Update the rows below by changing every "qantas text" to "tail logo" and keeping everything else as it is. Leave the pictures out of your answer.

━━━ Listed entries

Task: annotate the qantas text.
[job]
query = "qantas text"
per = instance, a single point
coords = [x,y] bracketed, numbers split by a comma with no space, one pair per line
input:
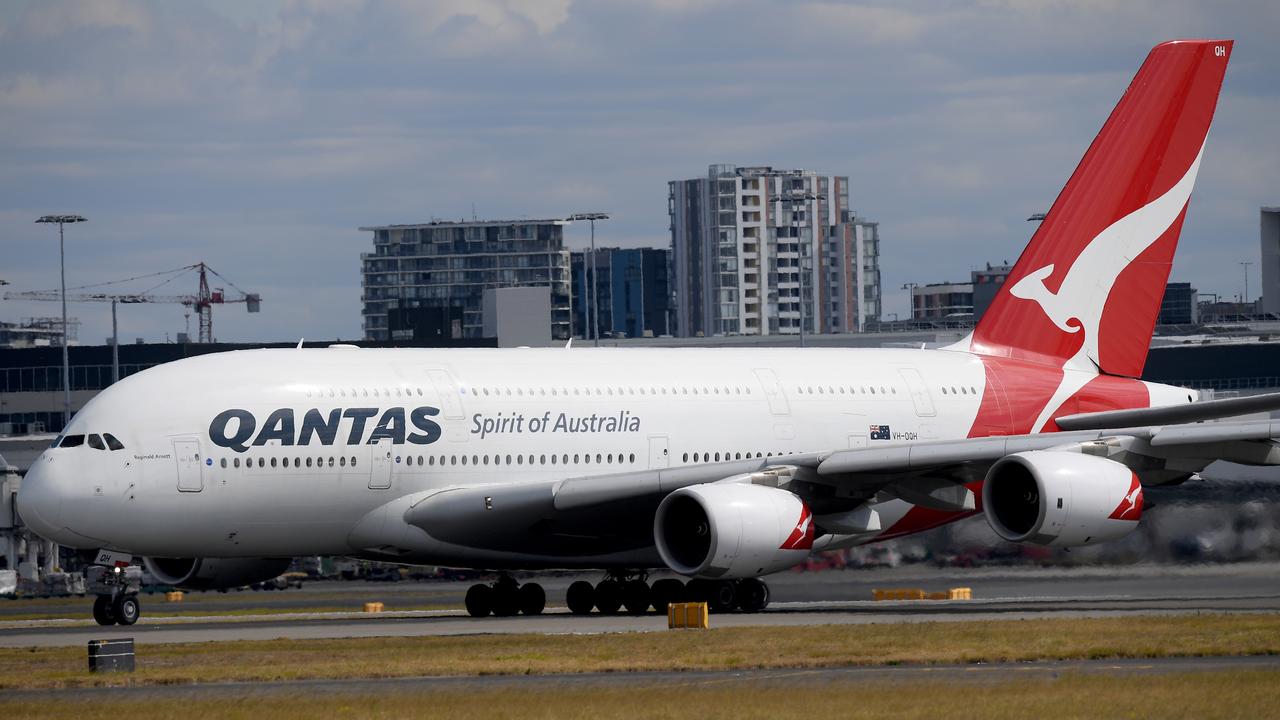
[238,429]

━━━━━━

● Expected answer
Task: annotate the tail logo.
[job]
query = "tail logo"
per = instance, a single point
coords = [x,y] bracketed, numbers split by a comma with no space, one pair per line
input:
[238,429]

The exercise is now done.